### WORK INSTRUCTION
Copy each of the following records verbatim, preserving every character and line break.

━━━━━━━━━━

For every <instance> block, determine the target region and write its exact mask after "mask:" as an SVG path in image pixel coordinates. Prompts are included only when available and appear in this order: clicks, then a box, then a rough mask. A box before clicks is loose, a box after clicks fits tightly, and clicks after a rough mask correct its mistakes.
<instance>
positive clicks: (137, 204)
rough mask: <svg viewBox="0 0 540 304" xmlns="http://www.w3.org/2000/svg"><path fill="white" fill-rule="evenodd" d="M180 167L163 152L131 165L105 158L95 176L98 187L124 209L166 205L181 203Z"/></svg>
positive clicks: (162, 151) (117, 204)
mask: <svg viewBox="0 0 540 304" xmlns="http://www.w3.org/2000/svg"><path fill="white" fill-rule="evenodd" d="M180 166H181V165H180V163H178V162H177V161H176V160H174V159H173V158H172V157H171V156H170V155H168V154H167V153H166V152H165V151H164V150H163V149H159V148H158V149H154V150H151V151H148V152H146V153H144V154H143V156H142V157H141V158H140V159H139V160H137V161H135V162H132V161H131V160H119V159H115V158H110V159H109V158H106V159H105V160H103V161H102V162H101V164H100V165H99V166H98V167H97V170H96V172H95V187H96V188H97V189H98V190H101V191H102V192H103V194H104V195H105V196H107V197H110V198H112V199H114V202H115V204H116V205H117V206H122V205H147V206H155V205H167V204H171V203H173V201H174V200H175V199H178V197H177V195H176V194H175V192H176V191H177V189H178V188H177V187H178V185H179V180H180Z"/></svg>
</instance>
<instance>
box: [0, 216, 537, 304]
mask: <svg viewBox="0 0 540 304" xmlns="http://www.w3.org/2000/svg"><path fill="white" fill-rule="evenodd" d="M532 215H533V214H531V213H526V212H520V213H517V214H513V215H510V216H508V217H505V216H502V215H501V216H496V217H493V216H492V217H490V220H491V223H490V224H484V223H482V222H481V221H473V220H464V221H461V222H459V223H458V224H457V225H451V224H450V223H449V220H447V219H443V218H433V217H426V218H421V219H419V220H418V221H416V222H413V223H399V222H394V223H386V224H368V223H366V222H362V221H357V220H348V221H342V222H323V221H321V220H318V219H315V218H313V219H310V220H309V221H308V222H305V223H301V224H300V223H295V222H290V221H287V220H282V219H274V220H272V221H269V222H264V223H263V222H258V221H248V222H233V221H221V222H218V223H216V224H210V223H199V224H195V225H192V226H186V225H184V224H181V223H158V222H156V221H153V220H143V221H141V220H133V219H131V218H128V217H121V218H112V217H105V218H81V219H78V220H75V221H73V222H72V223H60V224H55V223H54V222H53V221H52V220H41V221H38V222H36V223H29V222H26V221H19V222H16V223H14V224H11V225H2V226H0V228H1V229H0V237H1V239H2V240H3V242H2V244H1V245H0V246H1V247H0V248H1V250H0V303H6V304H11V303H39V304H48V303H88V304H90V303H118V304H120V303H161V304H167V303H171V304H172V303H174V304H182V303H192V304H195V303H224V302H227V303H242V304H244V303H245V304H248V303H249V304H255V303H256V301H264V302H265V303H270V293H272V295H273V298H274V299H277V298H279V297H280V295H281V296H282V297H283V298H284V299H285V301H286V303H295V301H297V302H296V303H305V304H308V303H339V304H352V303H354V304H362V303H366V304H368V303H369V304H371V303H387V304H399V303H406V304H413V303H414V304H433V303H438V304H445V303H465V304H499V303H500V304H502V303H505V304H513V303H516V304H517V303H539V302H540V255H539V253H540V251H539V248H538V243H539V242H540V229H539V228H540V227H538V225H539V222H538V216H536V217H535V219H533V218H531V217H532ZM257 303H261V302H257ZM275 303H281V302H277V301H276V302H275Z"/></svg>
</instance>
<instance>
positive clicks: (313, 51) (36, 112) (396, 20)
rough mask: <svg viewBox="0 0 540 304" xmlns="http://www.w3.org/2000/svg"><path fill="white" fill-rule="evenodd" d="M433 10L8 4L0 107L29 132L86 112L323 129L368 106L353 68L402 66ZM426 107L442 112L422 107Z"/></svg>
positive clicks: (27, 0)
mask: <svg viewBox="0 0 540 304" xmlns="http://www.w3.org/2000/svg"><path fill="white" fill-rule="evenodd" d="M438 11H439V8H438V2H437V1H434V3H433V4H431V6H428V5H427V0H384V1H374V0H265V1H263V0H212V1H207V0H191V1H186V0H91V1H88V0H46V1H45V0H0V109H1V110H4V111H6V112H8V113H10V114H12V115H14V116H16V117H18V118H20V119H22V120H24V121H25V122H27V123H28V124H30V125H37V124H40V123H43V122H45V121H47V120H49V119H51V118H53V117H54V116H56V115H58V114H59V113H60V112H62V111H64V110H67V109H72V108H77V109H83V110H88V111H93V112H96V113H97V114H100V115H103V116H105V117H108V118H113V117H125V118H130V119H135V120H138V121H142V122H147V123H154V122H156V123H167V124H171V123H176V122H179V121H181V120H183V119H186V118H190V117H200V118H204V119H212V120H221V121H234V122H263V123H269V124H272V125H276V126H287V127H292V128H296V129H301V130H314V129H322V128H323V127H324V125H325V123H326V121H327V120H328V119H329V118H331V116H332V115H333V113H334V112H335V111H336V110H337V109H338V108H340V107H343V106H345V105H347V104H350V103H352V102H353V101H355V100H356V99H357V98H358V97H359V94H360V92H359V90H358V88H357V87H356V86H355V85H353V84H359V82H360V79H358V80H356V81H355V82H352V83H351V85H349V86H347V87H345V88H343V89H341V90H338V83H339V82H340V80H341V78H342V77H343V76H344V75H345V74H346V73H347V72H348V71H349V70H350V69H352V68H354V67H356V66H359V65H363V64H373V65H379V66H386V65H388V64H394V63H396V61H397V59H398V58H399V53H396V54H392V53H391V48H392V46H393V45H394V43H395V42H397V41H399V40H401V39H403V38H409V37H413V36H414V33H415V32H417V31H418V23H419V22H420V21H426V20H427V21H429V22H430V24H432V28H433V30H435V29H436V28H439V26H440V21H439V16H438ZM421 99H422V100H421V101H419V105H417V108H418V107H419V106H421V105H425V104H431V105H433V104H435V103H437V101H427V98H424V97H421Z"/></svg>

━━━━━━━━━━

### OUTPUT
For every <instance> block, determine the target region and write its exact mask after "mask:" as an SVG path in image pixel coordinates. Prompts are included only when available and appear in this order: clicks, then a box, then a rough mask. A box before clicks is loose, a box after clicks fits tightly, and clicks after a rough mask correct its mistakes.
<instance>
positive clicks: (137, 204)
rough mask: <svg viewBox="0 0 540 304" xmlns="http://www.w3.org/2000/svg"><path fill="white" fill-rule="evenodd" d="M180 167L163 152L131 165L105 158L95 176L98 187L124 209L166 205L181 203Z"/></svg>
positive clicks: (162, 151) (117, 204)
mask: <svg viewBox="0 0 540 304" xmlns="http://www.w3.org/2000/svg"><path fill="white" fill-rule="evenodd" d="M180 166H181V165H180V163H178V162H177V161H176V160H174V159H173V158H172V157H171V156H170V155H168V154H167V153H166V152H165V151H164V150H163V149H159V148H158V149H154V150H151V151H148V152H146V153H144V154H143V156H142V157H141V158H140V159H139V160H137V161H135V162H132V161H131V160H119V159H115V158H110V159H109V158H106V159H105V160H103V161H102V162H101V164H100V165H99V166H98V167H97V170H96V172H95V187H96V188H97V189H98V190H101V191H102V192H103V194H104V195H105V196H107V197H110V198H112V199H114V202H115V204H116V205H117V206H122V205H147V206H155V205H167V204H171V203H173V201H174V200H175V199H178V197H177V195H176V194H175V192H176V191H177V189H178V188H177V187H178V185H179V180H180Z"/></svg>
</instance>
<instance>
box: [0, 216, 537, 304]
mask: <svg viewBox="0 0 540 304" xmlns="http://www.w3.org/2000/svg"><path fill="white" fill-rule="evenodd" d="M532 215H533V214H531V213H526V212H520V213H517V214H513V215H510V216H508V217H505V216H502V215H501V216H496V217H493V216H492V217H490V220H491V223H490V224H484V223H482V222H481V221H473V220H464V221H461V222H459V223H458V224H457V225H451V224H450V223H449V220H447V219H443V218H433V217H426V218H421V219H419V220H418V221H416V222H413V223H399V222H394V223H386V224H368V223H366V222H362V221H357V220H348V221H342V222H323V221H321V220H318V219H315V218H313V219H310V220H309V221H308V222H305V223H301V224H300V223H295V222H290V221H287V220H282V219H274V220H272V221H269V222H264V223H263V222H258V221H248V222H233V221H221V222H218V223H216V224H210V223H199V224H195V225H192V226H186V225H184V224H181V223H158V222H156V221H153V220H143V221H141V220H133V219H131V218H128V217H121V218H112V217H105V218H81V219H78V220H75V221H73V222H72V223H60V224H55V223H54V222H53V221H52V220H41V221H38V222H36V223H29V222H26V221H19V222H16V223H14V224H11V225H2V226H0V228H1V229H0V237H1V239H2V240H3V242H2V244H1V245H0V246H1V247H0V248H1V250H0V303H6V304H11V303H39V304H48V303H88V304H90V303H118V304H120V303H161V304H167V303H171V304H172V303H174V304H182V303H192V304H195V303H224V302H227V303H242V304H244V303H245V304H248V303H249V304H255V303H256V301H264V302H265V303H270V293H272V295H273V298H274V299H277V298H279V297H280V295H281V296H282V297H283V298H284V299H285V301H286V303H295V301H297V302H296V303H305V304H308V303H339V304H352V303H354V304H362V303H366V304H368V303H369V304H371V303H387V304H399V303H406V304H413V303H414V304H433V303H438V304H445V303H465V304H499V303H500V304H502V303H505V304H513V303H516V304H517V303H539V302H540V255H539V253H540V251H539V248H538V243H539V242H540V229H539V228H540V227H538V225H539V222H538V216H536V217H535V219H533V218H531V217H532ZM257 303H261V302H257ZM275 303H281V302H277V301H276V302H275Z"/></svg>
</instance>
<instance>
positive clicks: (313, 51) (36, 112) (396, 20)
rough mask: <svg viewBox="0 0 540 304" xmlns="http://www.w3.org/2000/svg"><path fill="white" fill-rule="evenodd" d="M433 10L8 4L0 107L29 132L86 112L323 129L368 106L353 68L402 66ZM426 107L442 112L422 107Z"/></svg>
positive clicks: (27, 0)
mask: <svg viewBox="0 0 540 304" xmlns="http://www.w3.org/2000/svg"><path fill="white" fill-rule="evenodd" d="M438 11H439V8H438V2H437V1H434V3H433V4H431V6H428V5H427V0H384V1H374V0H265V1H263V0H212V1H207V0H191V1H186V0H91V1H88V0H46V1H45V0H0V109H1V110H4V111H6V112H8V113H10V114H12V115H14V116H16V117H18V118H20V119H22V120H24V121H25V122H27V123H28V124H30V125H37V124H40V123H43V122H45V121H47V120H49V119H51V118H53V117H54V116H56V115H58V114H59V113H60V112H62V111H64V110H67V109H72V108H77V109H83V110H88V111H93V112H96V113H97V114H100V115H103V116H105V117H108V118H113V117H125V118H130V119H135V120H138V121H142V122H147V123H154V122H156V123H167V124H171V123H176V122H179V121H181V120H183V119H186V118H190V117H200V118H204V119H212V120H221V121H234V122H263V123H269V124H272V125H276V126H287V127H292V128H296V129H301V130H314V129H322V128H323V127H324V125H325V123H326V121H327V120H328V119H329V118H331V116H332V115H333V113H334V112H335V111H336V110H337V109H338V108H340V107H343V106H345V105H347V104H350V103H352V102H353V101H355V100H356V99H357V98H358V97H359V94H360V92H359V90H358V88H357V87H356V86H355V85H353V84H359V82H360V79H358V80H356V81H355V82H352V83H351V85H349V86H347V87H345V88H343V89H341V90H338V83H339V82H340V80H341V78H342V77H343V76H344V75H345V74H346V73H347V72H348V71H349V70H350V69H352V68H354V67H356V66H359V65H363V64H373V65H379V66H386V65H388V64H394V63H396V61H397V59H398V58H399V53H396V54H392V53H391V48H392V46H393V45H394V43H395V42H397V41H399V40H401V39H403V38H409V37H413V36H414V33H415V32H417V31H418V23H419V22H420V21H426V20H427V21H429V22H430V24H432V28H433V30H435V29H436V28H439V26H440V21H439V16H438ZM421 99H422V100H421V101H419V105H417V108H418V107H419V106H421V105H425V104H431V105H433V104H435V103H437V101H427V98H424V97H421Z"/></svg>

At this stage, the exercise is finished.